» **EXERCISE BRIEF**:
Copy each of the entries below word for word, without changing anything.
-- start GIVEN RECORDS --
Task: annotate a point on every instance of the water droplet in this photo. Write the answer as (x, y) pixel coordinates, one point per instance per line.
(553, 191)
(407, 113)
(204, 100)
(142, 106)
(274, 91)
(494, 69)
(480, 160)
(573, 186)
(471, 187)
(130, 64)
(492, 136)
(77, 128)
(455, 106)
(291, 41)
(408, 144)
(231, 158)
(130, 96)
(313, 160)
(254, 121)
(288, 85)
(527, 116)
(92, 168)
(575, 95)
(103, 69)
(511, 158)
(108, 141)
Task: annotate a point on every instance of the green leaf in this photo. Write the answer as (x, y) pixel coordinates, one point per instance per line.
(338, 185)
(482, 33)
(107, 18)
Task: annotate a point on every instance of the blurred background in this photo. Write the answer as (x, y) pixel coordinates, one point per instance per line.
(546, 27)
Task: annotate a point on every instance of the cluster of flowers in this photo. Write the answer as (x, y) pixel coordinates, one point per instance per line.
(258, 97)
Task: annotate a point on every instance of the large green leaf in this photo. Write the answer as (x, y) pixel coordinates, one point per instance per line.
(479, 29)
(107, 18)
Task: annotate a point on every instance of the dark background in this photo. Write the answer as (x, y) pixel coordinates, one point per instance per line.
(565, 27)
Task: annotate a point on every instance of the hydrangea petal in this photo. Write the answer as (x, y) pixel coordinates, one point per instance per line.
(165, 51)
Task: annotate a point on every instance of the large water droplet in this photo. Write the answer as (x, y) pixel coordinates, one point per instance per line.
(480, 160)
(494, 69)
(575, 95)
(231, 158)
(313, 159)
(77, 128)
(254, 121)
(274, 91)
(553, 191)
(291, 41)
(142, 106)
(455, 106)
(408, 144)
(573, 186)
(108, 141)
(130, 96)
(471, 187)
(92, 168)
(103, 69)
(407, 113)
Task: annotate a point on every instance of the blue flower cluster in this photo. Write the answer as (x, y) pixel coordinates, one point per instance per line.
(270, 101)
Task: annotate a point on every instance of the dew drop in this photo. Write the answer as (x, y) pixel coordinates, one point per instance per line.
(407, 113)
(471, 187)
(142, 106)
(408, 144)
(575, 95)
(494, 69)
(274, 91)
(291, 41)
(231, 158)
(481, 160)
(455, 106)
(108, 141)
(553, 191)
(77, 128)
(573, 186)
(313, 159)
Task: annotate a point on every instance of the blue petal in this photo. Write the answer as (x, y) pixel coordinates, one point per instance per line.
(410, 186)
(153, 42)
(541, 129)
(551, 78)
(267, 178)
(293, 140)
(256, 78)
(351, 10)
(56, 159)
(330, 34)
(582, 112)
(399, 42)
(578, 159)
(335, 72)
-- end GIVEN RECORDS --
» **RESULT**:
Task: annotate a point on every instance of the water droplet in this photo. Write the answer as (x, y) pixel coordinates, one point per instance per line.
(553, 191)
(407, 113)
(204, 100)
(142, 106)
(274, 91)
(494, 69)
(480, 160)
(573, 186)
(471, 187)
(130, 64)
(492, 136)
(77, 128)
(455, 106)
(291, 41)
(408, 144)
(231, 158)
(130, 96)
(313, 160)
(254, 121)
(288, 85)
(527, 116)
(92, 168)
(575, 95)
(103, 69)
(511, 158)
(108, 141)
Task: annotate a point on every instance of the green leaf in this photo. Write the answer as (x, y) pixel coordinates, one point per instance per line.
(338, 185)
(482, 33)
(107, 18)
Task: annotate a point on every instance of the blurred background in this photo. Write the answer as (x, y) pixel coordinates, one point per instance per line.
(546, 27)
Task: annotate a point on every instance of the cluster of flowers in this photo. Write the answer as (x, y) pixel coordinates, one point per instance per line.
(258, 97)
Task: annotate a point on every instance of the large green leaf in this photo. Write the answer as (x, y) pixel coordinates, one point per instance per line.
(479, 29)
(107, 18)
Task: annotate a point on every instance of the dark background in this photo. Write the answer as (x, y) pixel coordinates, one point per instance per line.
(565, 27)
Task: annotate a point on every instance of the hydrangea petal in this photo. Write the answer as (x, y) pixel coordinates, one point per instance per line.
(165, 51)
Task: annotate a point on every instance of the large water droplet in this photo. Write the answer as (x, y) pixel coordinates, one point per instance per line.
(480, 160)
(494, 69)
(575, 95)
(231, 158)
(313, 159)
(77, 128)
(254, 121)
(274, 91)
(553, 191)
(291, 41)
(142, 106)
(455, 106)
(408, 144)
(573, 186)
(108, 141)
(130, 96)
(471, 187)
(92, 168)
(103, 69)
(407, 113)
Task: annotate a point on every instance of the blue flower cluster in this photo. Write the answer as (x, y) pixel coordinates, one point per instance per line.
(270, 101)
Task: annotate a point on every instance of the dew drop in this photo. Write the answer as (x, y) pixel coordinates, one point per instance per line.
(407, 113)
(471, 187)
(142, 106)
(408, 144)
(575, 95)
(494, 69)
(274, 91)
(291, 41)
(231, 158)
(481, 160)
(455, 106)
(108, 141)
(553, 191)
(77, 128)
(573, 186)
(313, 159)
Task: annotate a point on every instance of the blue petal in this photo. Write the answer as (x, y) pixel coordinates, one point per instance per line.
(410, 186)
(153, 42)
(541, 129)
(551, 78)
(267, 178)
(293, 140)
(256, 78)
(351, 10)
(56, 159)
(330, 34)
(582, 112)
(399, 42)
(578, 159)
(335, 72)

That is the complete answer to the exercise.